## Set task 1
List every bracketed paragraph number that appears in the DRAM chip pad passage.
## Set task 2
Write out the part of the DRAM chip pad passage between "[0025] Another embodiment" and "external housing connections.", inclusive.

## Reading passage
Besides DQ pads, the greatest speed demands are likewise imposed on
clock signal pads (CLK pads), for example.
[0025] Another embodiment is distinguished by first minor axes
which run parallel to bit lines of memory cell arrays of the DRAM
chip. The first minor axes run outside memory cell arrays and may
be used, for example, to arrange chip pads in order to optimize the
signal speeds to external housing connections.
[0026] In another embodiment, each of the memory cell arrays is
divided into sub memory cell arrays which run parallel to bit lines
and have the first minor axes which run between the sub memory cell
arrays. Dividing the memory cell arrays into sub memory cell arrays
provides additional possible ways of optimizing the chip pad
architecture as regards higher signal speeds to external housing
connections.
[0027] 2.sup.n first minor axes can run in each half of the DRAM
chip, n being an integer greater than or equal to zero.
[0028] In another embodiment, some of the chip pads are arranged in
the further surface region along second minor axes which run
parallel to the second major chip axis. These chip pads are thus
arranged outside the major chip axes, thereby making it possible to
achieve shorter lines between the chip pad and the external housing
connection compared with the above known chip pad architecture.

## Supplied data
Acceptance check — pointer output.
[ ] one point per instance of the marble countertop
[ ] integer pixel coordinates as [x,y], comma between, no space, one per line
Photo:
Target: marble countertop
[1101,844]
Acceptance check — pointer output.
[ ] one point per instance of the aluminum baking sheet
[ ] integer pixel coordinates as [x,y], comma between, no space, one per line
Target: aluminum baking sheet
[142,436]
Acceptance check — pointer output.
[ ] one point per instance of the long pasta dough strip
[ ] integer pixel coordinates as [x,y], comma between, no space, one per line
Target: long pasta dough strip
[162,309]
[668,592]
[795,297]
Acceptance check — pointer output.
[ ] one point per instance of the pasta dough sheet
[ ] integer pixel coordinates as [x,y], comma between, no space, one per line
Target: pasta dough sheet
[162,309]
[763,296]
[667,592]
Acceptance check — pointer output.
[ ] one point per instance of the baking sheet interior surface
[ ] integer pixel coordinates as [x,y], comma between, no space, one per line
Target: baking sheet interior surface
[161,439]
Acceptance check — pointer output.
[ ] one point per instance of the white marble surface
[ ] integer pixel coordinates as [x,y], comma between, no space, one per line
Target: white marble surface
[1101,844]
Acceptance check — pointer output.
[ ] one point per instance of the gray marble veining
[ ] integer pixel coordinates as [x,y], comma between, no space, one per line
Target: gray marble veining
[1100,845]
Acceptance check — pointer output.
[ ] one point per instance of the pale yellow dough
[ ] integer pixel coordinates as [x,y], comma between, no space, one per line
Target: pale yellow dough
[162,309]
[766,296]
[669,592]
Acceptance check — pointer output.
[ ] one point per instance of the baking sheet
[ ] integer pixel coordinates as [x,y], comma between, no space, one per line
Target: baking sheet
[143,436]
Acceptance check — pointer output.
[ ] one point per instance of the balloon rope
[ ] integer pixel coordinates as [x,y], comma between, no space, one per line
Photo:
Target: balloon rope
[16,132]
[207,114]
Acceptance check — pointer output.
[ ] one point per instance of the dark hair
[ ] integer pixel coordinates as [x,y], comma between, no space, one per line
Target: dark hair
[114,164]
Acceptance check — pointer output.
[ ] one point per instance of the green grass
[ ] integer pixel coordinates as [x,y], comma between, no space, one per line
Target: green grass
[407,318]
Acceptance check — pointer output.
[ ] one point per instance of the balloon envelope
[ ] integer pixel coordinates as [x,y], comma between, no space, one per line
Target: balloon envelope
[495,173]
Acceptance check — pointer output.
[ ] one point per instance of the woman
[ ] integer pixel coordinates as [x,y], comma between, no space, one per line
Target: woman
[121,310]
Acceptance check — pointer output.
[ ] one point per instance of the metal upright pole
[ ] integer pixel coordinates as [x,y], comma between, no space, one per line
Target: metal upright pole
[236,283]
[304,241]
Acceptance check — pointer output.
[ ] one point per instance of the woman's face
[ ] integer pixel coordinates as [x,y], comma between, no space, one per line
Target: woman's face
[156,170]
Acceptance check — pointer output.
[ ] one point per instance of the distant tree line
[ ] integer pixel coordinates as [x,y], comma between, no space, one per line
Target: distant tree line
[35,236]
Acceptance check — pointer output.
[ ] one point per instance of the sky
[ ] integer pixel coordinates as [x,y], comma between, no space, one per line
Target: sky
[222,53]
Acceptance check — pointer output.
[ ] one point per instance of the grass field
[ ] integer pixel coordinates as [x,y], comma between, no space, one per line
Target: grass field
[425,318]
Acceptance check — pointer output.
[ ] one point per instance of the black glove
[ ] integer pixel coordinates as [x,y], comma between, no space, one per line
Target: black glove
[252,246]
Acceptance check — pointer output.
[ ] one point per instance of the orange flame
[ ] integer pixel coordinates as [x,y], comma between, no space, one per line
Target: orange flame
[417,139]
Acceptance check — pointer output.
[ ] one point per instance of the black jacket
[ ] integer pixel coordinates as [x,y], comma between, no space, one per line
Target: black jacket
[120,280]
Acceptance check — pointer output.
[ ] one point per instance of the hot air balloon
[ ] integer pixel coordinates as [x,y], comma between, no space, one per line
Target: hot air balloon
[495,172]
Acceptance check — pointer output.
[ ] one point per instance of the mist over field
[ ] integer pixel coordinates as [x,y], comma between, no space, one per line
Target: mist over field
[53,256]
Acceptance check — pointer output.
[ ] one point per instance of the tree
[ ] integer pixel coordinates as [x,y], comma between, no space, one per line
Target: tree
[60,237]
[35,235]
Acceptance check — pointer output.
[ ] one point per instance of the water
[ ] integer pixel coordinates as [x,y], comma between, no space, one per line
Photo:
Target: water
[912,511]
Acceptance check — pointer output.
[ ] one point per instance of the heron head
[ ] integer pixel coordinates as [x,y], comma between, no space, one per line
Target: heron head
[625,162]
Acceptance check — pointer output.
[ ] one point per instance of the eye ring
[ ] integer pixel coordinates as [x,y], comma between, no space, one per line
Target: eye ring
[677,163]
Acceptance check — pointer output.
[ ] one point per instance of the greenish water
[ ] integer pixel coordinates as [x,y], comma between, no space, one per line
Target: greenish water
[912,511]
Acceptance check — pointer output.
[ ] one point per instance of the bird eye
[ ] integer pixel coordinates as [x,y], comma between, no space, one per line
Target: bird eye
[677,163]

## Task result 1
[0025], [0026], [0027], [0028]

## Task result 2
[0025] Another embodiment is distinguished by first minor axes
which run parallel to bit lines of memory cell arrays of the DRAM
chip. The first minor axes run outside memory cell arrays and may
be used, for example, to arrange chip pads in order to optimize the
signal speeds to external housing connections.